==== QUOTED TEXT
We don’t know whether the administration ordered the al Qaeda leader killed, but that hasn’t stopped an acrimonious debate.
By **Joshua Holland**
By arrangement with AlterNet.Org.
A notably vitriolic debate has broken out in the wake of the killing of Osama bin Laden. Prominent progressives including Michael Moore, Noam Chomsky and Glenn Greenwald have all questioned whether the al Qaeda leader could have been taken alive, and, if the order was given to kill him, whether that would be a legal action. They have, in turn, been pilloried to varying degrees by most of the liberal establishment.
It’s a debate that has generated lots of heat but yielded little light on the subject—an almost religious dispute between people who have formed unyielding views based largely on their own emotional responses to the raid.
The discussion has been marked by two fundamental flaws. First, we don’t know precisely what occurred in the final moments of Osama bin Laden’s life in that compound, and the details are crucially important—absolutely necessary, in fact—for determining the legality of the raid.
========
==== INFORMATION SHOWN
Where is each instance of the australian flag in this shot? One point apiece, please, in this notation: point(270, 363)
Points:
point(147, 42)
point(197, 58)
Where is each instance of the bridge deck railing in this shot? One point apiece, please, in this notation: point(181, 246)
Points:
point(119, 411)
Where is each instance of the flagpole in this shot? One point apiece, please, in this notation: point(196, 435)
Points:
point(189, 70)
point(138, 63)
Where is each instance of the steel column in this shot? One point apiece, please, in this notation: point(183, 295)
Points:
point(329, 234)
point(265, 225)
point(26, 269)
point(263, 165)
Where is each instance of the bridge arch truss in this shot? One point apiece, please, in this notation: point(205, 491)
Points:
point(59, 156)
========
==== INFORMATION SHOWN
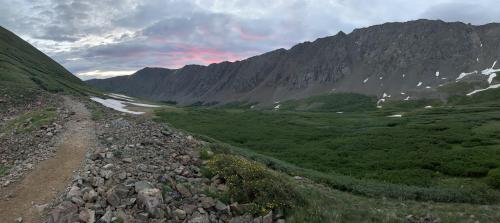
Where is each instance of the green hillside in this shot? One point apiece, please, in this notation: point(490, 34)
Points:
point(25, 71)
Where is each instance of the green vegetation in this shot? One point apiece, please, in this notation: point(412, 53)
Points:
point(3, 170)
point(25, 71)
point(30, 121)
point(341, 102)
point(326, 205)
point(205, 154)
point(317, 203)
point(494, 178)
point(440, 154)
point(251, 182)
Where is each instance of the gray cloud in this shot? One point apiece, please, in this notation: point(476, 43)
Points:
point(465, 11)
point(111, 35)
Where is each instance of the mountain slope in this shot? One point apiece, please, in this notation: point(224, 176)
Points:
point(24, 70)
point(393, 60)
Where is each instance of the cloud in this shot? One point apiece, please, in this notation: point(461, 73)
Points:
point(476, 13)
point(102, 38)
========
EXERCISE TASK 1:
Answer these about the article on the bin Laden debate:
(a) Which three prominent progressives questioned whether the al Qaeda leader could have been taken alive?
(b) By whom have those critics been pilloried?
(c) How many fundamental flaws does the author say have marked the discussion?
EXERCISE TASK 2: Quote the article on the bin Laden debate between "We don’t know whether" and "arrangement with AlterNet.Org.", inclusive.
Work from the article on the bin Laden debate alone.

WORKED SOLUTION 1:
(a) Michael Moore, Noam Chomsky and Glenn Greenwald.
(b) Most of the liberal establishment.
(c) Two.

WORKED SOLUTION 2:
We don’t know whether the administration ordered the al Qaeda leader killed, but that hasn’t stopped an acrimonious debate.
By **Joshua Holland**
By arrangement with AlterNet.Org.